─── Text section ───
In Tulsa this weekend I spoke at an affair in support of the new Benedictine monastery, Our Lady of the Annunciation, in Clear Creek, Oklahoma. Clear Creek is a little over an hour’s drive from Tulsa, and the monastery is attracting a multitude of vocations—far more than it can accommodate in its present buildings.
The affair was deemed a great success, with more than 500 people turning out for a gala (very un-monastic) dinner and evening of entertainment and edification. There is a remarkable story behind all this, going back to three professors at the University of Kansas who were instrumental in many young men discovering their vocations, including vocations to the monastic life.
Many of them found their way to the Benedictine monastery in Fontgambault in France, which, in turn, is a foundation of the Solesmes monastery. Solesmes, established in the fifteenth century, was the source of the monastic and liturgical renewal of the nineteenth century and had a powerful influence in the revival of, among other things, Gregorian chant. The Americans who went to Fontgambault have now returned to this country under the patronage of the wise and generous Bishop of Tulsa, Edward Slattery.
─── Data supplied ───
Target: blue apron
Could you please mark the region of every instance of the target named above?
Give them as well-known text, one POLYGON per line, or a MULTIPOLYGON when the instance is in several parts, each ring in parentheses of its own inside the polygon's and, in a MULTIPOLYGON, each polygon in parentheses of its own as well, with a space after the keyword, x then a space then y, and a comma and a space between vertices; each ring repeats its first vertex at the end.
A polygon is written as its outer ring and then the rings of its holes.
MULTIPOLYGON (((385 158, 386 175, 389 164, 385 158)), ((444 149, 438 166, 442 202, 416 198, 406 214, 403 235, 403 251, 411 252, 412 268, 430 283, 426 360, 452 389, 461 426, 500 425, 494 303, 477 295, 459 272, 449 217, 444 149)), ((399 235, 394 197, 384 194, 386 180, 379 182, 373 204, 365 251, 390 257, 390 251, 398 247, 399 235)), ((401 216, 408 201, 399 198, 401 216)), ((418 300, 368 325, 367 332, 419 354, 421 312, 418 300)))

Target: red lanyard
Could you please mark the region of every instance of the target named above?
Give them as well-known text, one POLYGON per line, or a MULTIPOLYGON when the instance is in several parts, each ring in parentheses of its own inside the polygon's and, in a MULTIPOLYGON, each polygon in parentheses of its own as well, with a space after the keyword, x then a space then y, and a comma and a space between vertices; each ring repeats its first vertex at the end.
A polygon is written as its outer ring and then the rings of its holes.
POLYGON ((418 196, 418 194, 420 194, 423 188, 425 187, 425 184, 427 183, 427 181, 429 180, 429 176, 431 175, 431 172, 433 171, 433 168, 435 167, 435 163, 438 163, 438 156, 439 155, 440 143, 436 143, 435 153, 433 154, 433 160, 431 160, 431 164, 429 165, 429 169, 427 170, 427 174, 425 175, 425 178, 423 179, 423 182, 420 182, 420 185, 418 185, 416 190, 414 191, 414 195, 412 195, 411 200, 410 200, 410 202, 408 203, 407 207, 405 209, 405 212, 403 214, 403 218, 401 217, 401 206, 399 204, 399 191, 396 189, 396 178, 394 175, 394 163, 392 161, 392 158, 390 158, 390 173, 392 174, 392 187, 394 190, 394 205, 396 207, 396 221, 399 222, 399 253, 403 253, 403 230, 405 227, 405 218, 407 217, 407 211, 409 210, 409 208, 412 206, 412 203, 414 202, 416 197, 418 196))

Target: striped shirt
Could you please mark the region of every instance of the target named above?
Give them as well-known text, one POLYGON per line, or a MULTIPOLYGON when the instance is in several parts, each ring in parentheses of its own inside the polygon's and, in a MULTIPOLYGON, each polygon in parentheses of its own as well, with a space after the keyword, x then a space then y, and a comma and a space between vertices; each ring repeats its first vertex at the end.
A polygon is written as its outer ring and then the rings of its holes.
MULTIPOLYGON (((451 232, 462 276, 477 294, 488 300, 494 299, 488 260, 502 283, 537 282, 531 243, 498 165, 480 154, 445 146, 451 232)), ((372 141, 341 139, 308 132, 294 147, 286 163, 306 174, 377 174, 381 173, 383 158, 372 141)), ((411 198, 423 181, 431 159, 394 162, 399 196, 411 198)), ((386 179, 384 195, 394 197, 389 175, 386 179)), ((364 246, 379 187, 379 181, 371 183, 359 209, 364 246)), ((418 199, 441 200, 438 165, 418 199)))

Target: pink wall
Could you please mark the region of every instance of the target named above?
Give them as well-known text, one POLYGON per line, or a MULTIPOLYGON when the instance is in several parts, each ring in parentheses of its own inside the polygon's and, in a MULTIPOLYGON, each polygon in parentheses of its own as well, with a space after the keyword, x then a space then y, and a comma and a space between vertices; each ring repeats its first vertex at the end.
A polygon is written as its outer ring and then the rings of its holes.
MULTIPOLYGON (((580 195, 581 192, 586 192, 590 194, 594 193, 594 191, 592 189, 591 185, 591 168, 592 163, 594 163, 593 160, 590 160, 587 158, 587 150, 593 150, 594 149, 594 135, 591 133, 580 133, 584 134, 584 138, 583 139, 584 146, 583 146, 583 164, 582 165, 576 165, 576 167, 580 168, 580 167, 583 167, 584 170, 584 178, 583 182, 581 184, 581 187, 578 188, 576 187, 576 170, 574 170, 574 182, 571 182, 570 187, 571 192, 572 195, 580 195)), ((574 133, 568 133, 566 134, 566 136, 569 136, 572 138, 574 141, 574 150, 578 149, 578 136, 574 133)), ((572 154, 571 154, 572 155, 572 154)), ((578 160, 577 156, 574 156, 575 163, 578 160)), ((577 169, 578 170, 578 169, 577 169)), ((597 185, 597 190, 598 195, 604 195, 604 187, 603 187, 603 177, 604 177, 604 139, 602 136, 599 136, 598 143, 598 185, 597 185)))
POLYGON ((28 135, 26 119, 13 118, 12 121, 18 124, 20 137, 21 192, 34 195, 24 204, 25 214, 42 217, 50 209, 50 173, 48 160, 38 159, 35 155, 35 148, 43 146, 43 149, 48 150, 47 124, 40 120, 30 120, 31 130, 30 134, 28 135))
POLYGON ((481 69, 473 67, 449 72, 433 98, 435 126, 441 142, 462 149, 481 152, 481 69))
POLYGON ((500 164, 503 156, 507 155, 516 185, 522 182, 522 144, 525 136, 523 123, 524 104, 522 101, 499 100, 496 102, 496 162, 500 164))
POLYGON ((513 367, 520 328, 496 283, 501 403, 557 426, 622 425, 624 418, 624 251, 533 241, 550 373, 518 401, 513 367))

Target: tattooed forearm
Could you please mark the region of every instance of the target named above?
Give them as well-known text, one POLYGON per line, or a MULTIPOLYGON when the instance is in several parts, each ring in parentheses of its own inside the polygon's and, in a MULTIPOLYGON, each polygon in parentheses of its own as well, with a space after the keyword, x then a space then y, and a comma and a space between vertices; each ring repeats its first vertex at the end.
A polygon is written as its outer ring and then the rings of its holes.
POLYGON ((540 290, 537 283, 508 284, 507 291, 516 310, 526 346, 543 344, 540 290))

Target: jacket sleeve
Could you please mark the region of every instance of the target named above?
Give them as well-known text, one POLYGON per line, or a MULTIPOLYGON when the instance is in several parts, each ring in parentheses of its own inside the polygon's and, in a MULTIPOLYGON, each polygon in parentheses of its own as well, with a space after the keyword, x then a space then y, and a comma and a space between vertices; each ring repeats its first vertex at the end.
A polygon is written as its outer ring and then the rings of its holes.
───
• _What is asked_
Using the text on the Clear Creek monastery, answer the following:
1. How many people attended the gala dinner?
2. In which century was the Solesmes monastery established?
3. Who is the Bishop of Tulsa?

• _Result of this exercise_
1. More than 500 people.
2. The fifteenth century.
3. Edward Slattery.